Records provided
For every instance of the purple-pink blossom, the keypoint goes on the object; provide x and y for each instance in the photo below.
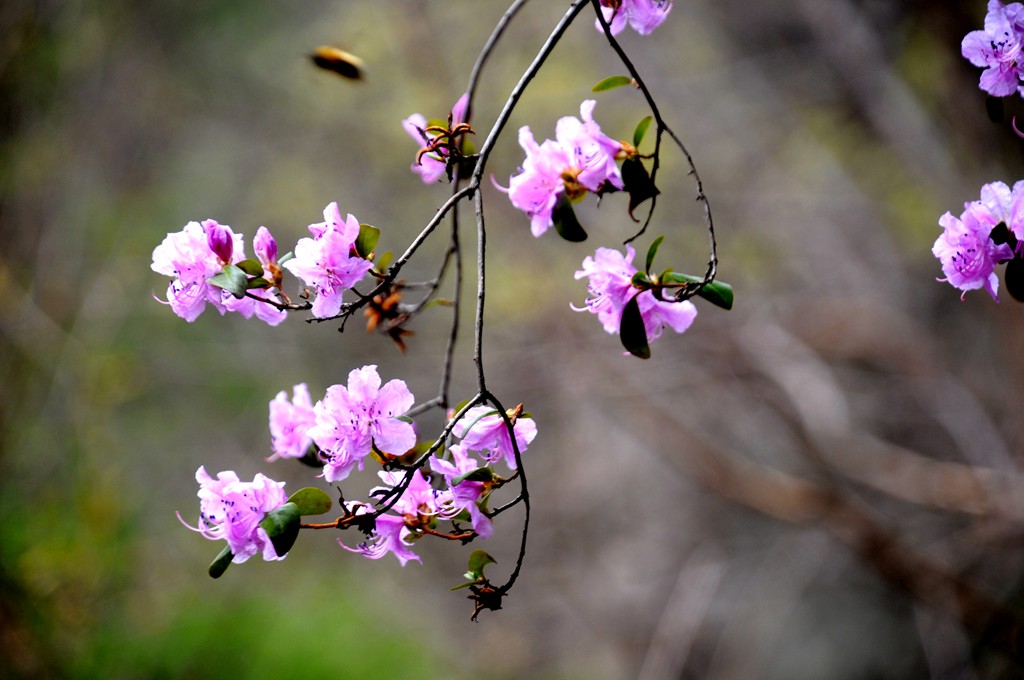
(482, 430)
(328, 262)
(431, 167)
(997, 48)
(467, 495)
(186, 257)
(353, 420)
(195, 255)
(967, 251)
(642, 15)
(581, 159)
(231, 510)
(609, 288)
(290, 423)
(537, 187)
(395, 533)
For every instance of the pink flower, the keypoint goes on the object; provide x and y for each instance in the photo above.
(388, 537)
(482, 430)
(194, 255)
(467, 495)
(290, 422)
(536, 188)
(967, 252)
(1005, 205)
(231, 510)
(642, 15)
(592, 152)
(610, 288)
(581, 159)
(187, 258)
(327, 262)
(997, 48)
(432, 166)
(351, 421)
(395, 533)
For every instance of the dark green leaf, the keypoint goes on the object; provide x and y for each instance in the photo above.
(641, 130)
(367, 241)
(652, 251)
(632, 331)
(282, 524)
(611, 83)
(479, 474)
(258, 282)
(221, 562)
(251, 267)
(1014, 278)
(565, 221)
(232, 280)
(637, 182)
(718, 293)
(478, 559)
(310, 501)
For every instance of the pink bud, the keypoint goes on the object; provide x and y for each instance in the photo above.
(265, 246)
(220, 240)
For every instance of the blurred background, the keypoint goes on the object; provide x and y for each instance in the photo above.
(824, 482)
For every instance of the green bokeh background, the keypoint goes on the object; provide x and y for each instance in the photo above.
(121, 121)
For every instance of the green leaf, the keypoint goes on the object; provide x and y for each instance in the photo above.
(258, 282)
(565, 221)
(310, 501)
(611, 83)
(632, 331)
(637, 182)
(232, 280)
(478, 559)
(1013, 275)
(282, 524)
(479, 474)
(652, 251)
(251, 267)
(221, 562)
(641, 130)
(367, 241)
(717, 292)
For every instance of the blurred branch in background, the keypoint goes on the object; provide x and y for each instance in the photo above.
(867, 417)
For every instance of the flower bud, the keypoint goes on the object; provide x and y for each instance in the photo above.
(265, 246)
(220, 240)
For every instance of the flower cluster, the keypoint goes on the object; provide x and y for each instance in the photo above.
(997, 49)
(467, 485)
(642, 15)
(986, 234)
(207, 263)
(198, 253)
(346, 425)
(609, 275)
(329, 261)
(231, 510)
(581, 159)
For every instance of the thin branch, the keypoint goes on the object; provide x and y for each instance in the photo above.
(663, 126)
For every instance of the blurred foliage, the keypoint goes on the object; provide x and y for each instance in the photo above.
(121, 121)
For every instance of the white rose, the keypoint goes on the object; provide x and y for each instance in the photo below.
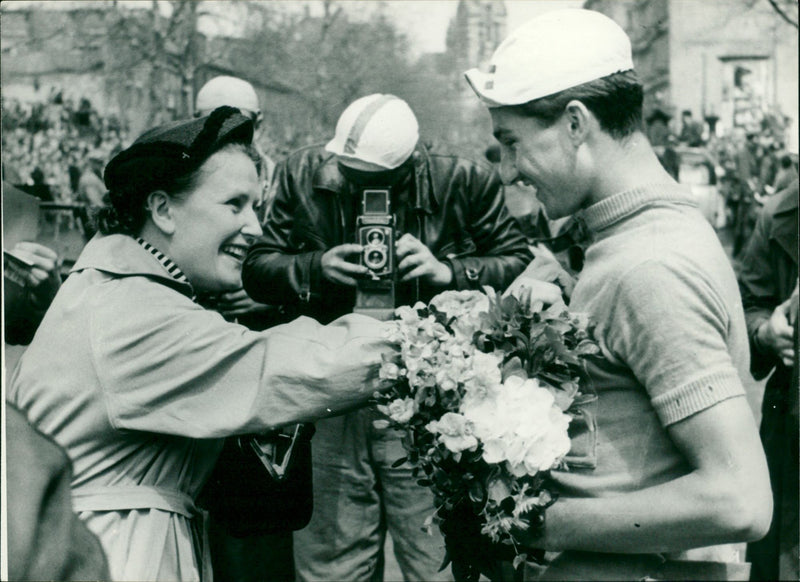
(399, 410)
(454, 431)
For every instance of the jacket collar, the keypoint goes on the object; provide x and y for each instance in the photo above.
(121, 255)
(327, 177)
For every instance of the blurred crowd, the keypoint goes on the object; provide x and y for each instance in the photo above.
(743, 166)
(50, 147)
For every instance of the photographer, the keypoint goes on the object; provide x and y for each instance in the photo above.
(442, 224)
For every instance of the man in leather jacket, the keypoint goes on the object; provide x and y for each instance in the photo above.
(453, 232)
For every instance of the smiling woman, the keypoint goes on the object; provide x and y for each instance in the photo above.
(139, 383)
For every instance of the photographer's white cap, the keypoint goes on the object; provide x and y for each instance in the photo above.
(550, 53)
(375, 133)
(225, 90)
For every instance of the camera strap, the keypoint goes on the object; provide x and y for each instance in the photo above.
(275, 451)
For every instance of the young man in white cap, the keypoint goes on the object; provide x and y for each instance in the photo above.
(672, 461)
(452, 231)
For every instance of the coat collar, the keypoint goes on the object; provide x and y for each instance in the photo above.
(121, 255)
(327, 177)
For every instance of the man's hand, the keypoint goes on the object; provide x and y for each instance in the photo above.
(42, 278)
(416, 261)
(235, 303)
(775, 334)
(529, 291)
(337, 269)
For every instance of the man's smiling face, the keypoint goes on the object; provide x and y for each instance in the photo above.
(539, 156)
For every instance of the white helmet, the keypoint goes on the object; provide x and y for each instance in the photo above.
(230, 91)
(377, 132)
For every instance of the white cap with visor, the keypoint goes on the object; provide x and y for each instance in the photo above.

Exercise requirements
Starting with the line that contains "For every instance of the man's smiling" and going on through the last line of the items above, give those lines as a numbered list, leaving out any blank lines.

Task output
1. For every instance of the man's smiling face, the keypoint goes on the object; provide x and y for each instance in the photo above.
2. (539, 156)
3. For every instance of the white helmet, the keypoint goes on the object; provide x and y for each instance in the photo above.
4. (230, 91)
5. (377, 132)
6. For every instance of the white cap with visor, the keypoint goes on the object; provide x and y for each instance in the photo above.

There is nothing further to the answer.